→ INSTRUCCIÓN A
Reproduce el tramo del texto sobre Sabra y Chatila que va desde "Cuando llegamos allí, ellos" hasta "campamentos de refugiados.", cambiando "falanges libanesas" por "milicias libanesas".

21 de octubre del 2002
Sabra y Chatila: 20 años sin justicia
Mar Molina
Asistíamos a una reunión con los supervivientes y familiares
de las víctimas de las masacres de Sabra y Chatila en la azotea de esa
pila de cajones que llamaban escuela y que lo era en virtud de lo que los seres
humanos somos capaces de construir con los cartones de la miseria. A pesar de
los toldos con raya multicolores, el calor era insoportable, hacia que se pegase
la ropa al cuerpo, la tensión del momento pegaba el corazón a
los pulmones y la saliva era un fluido espeso e intragable.
Cuando llegamos allí, ellos y ellas nos estaban esperando entre el silencio
evaluatorio de los recuerdos, la cronología de los hechos y el desgarro
del olvido de la justicia. En sus ojos de dolor se reflejaban las caras de los
que fueron asesinados y pedían justicia para los asesinos que todavía
no han sido juzgados por la masacre de más de 3.000 palestinos y libaneses,
en aquellos días en los que las falanges libanesas y el ejército
israelí salieron a "cazar" seres humanos (hombres, mujeres y niños)
en los campamentos de refugiados.
Violencia, sangre y dolor envueltos en la espesa capa de la injusticia, donde
el olvido no cabe y la esperanza no se pierde. Un dolor que se vomita con las
entrañas quebradas por las heridas que nunca han dejado de sangrar. Esas
heridas que dejaron señales duras y serias en las caras de las mujeres
de Sabra y Chatila, pero que no han acabado con el aliento de vivir, ni con
la lucha para que la verdad se sepa y se haga justicia. Esas heridas que parecen
decir que, a pesar de las infamias, somos inasequibles al desaliento y nunca
podrán acabar con nuestras esperanzas de volver a Palestina.
La primera mujer que nos habló se levantó de la silla con diecisiete
muertos a cuestas, antes de sentarse en la mesa se dirigió a un rincón
y cogió dos retratos. Los retratos pertenecían a un hijo y a una
hija. Los portaba sobre ambas manos de cara a nuestro silencio, quería
que los tuviésemos presentes en todo momento, como ella misma tenía
presente su muerte desde hacia veinte años. No quería que olvidásemos
que nos iba a hablar de la pérdida su don más preciado, su futuro.
Los retratos se asentaban sobre sus manos como dos pesadas losas de dolor y,
al mismo tiempo, de culpabilidad. Sí, la culpabilidad que persigue a
las mujeres y a las madres por todo aquello que debieron o pudieron haber hecho.
Pero poco puede hacer una madre contra un ejército armado hasta los dientes
y entrenado para matar, un ejército educado en la frialdad del asesino.
Se le ahogaban los recuerdos entre lágrimas fieras y rebeldes. Los soldados
que entraron en el campamento llamaban a la gente para que bajara a la calle.
Entre sollozos recordaba cómo a su hija, que estaba embarazada la obligaron
a sentarse sobre una botella y después la mataron. Cómo hizo que
su hijo se levantara de la cama para que los soldados no entraran en la casa
y la destrozaran y cómo animó a todos los suyos a que salieran
a la calle, mientras su hijo le decía que no tenían nada que ocultar,
que no habían hecho nada. Al final bajaron todos, pero la mayoría
no volvieron a verse nunca más. A su hijo lo hicieron tres pedazos y
nunca encontraron la cabeza, a otro le mataron y le desfiguraron la cara, así
uno tras otro fueron asesinados con una crueldad y una saña propia de
animales.

→ REGISTROS PROPORCIONADOS
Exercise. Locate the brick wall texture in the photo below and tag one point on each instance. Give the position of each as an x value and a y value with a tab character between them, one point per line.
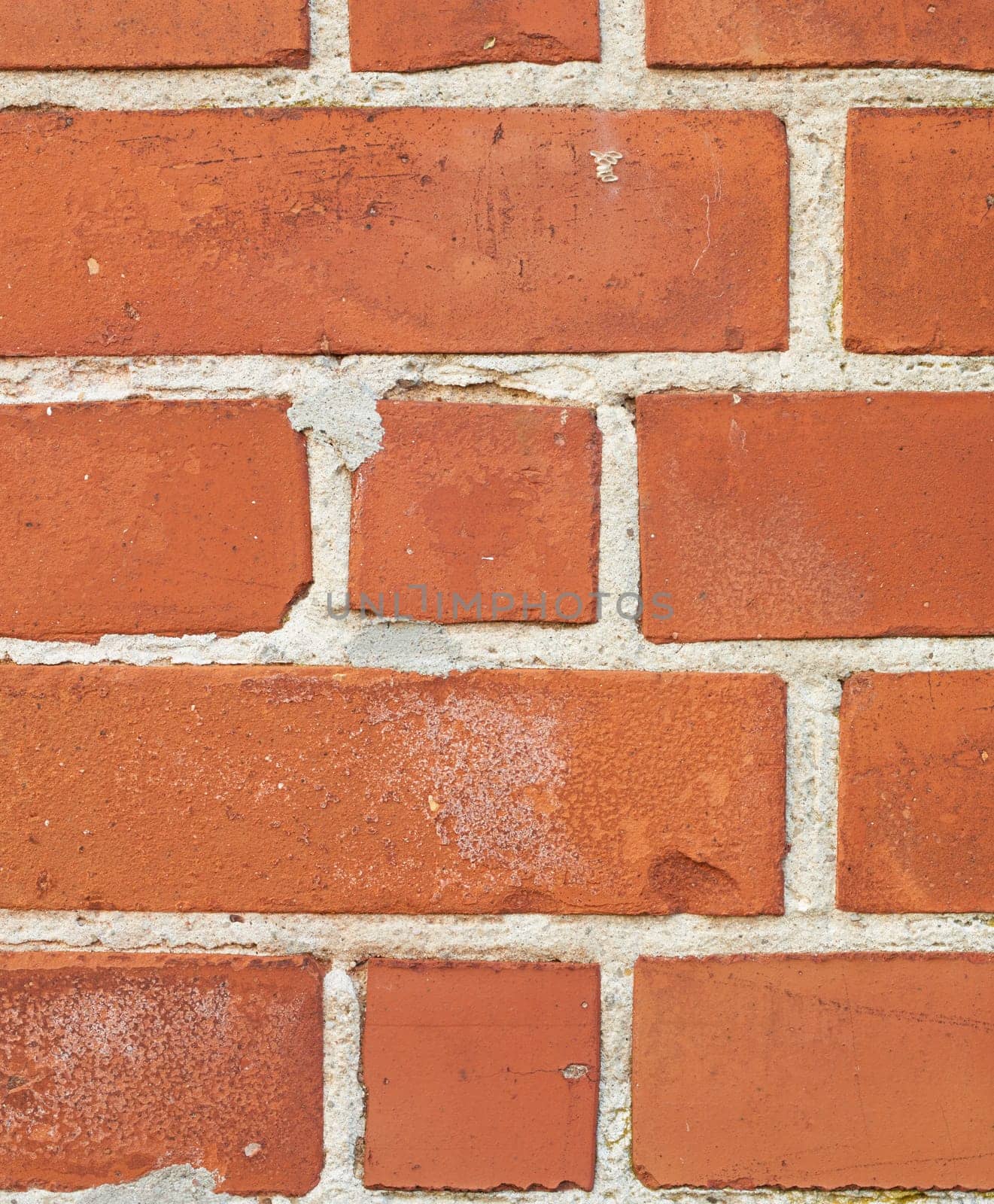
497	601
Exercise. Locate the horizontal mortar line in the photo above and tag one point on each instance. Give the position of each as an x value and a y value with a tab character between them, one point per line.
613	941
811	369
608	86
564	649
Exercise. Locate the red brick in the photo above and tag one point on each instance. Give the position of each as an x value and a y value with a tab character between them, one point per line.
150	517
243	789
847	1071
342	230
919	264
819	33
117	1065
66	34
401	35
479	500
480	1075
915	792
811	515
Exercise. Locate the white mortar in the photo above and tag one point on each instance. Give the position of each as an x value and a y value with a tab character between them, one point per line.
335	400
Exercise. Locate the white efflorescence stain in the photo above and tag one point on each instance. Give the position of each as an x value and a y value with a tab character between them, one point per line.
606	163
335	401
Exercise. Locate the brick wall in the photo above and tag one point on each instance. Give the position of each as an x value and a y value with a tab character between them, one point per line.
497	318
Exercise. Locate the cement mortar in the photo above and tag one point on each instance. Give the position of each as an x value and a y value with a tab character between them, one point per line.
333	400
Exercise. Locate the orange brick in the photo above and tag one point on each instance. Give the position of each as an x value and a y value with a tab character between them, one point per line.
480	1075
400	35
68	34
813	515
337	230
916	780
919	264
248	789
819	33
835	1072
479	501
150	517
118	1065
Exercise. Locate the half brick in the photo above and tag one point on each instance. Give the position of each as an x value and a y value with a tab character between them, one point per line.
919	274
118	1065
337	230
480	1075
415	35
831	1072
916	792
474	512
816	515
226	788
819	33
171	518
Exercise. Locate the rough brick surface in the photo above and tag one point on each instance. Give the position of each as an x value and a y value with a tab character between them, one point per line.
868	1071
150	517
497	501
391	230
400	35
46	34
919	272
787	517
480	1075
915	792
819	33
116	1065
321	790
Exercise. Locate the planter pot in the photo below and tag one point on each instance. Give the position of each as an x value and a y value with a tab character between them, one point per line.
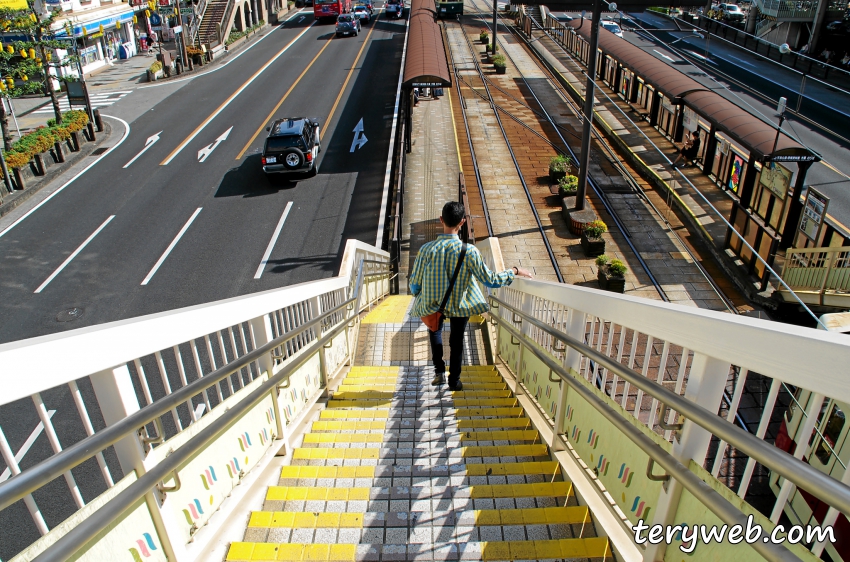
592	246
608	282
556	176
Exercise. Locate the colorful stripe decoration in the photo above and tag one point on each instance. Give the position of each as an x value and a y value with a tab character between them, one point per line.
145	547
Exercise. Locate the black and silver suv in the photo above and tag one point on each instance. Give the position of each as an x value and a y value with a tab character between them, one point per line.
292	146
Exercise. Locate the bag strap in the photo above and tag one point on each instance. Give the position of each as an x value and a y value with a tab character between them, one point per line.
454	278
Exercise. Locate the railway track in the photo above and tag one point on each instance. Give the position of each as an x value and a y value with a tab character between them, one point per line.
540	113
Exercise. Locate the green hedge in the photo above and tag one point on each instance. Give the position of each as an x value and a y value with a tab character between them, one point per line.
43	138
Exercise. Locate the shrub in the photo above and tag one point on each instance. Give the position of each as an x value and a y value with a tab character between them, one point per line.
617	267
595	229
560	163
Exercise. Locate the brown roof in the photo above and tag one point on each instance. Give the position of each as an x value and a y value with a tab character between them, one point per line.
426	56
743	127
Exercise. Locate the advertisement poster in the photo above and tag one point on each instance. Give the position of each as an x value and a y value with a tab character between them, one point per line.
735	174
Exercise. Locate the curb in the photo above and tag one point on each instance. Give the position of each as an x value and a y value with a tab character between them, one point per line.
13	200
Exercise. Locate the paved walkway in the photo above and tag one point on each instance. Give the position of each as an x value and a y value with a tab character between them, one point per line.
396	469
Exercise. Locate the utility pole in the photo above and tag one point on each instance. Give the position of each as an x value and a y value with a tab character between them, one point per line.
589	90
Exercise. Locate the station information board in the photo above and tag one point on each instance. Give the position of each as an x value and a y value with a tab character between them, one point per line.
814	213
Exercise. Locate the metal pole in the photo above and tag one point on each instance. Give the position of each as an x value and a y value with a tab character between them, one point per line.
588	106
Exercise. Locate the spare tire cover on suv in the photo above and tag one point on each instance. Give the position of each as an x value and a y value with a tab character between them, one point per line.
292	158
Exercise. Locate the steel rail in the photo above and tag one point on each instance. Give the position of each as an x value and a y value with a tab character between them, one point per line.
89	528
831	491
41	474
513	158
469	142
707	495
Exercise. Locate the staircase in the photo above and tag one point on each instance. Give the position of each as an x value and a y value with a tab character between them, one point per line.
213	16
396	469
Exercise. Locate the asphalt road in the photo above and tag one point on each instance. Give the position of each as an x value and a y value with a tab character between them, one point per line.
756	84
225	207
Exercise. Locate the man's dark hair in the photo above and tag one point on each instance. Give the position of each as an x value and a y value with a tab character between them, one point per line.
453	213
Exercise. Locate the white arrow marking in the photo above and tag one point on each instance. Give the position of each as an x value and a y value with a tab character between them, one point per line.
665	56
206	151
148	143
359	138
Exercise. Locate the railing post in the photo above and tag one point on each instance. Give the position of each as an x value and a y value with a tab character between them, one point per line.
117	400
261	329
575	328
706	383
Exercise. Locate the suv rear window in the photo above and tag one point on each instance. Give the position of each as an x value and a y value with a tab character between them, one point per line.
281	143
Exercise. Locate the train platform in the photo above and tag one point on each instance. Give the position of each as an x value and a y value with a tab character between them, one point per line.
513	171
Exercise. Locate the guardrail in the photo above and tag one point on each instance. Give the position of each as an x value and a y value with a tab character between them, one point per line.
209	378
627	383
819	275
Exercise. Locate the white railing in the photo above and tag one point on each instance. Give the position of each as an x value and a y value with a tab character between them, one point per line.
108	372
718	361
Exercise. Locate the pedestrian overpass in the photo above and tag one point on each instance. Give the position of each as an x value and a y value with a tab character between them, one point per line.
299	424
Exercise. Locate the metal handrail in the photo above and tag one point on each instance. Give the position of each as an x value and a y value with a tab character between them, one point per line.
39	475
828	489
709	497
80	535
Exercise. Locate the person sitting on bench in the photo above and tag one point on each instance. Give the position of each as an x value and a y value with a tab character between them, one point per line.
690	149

→ INSTRUCCIÓN B
Extrae de los registros cada línea que contenga la cadena "shrub", distinguiendo entre mayúsculas y minúsculas.

→ RESULTADO A
Cuando llegamos allí, ellos y ellas nos estaban esperando entre el silencio
evaluatorio de los recuerdos, la cronología de los hechos y el desgarro
del olvido de la justicia. En sus ojos de dolor se reflejaban las caras de los
que fueron asesinados y pedían justicia para los asesinos que todavía
no han sido juzgados por la masacre de más de 3.000 palestinos y libaneses,
en aquellos días en los que las milicias libanesas y el ejército
israelí salieron a "cazar" seres humanos (hombres, mujeres y niños)
en los campamentos de refugiados.

→ RESULTADO B
Exercise. Locate the shrub in the photo above and tag one point on each instance. Give the position of each as an x value and a y value with a tab character between them, one point per line.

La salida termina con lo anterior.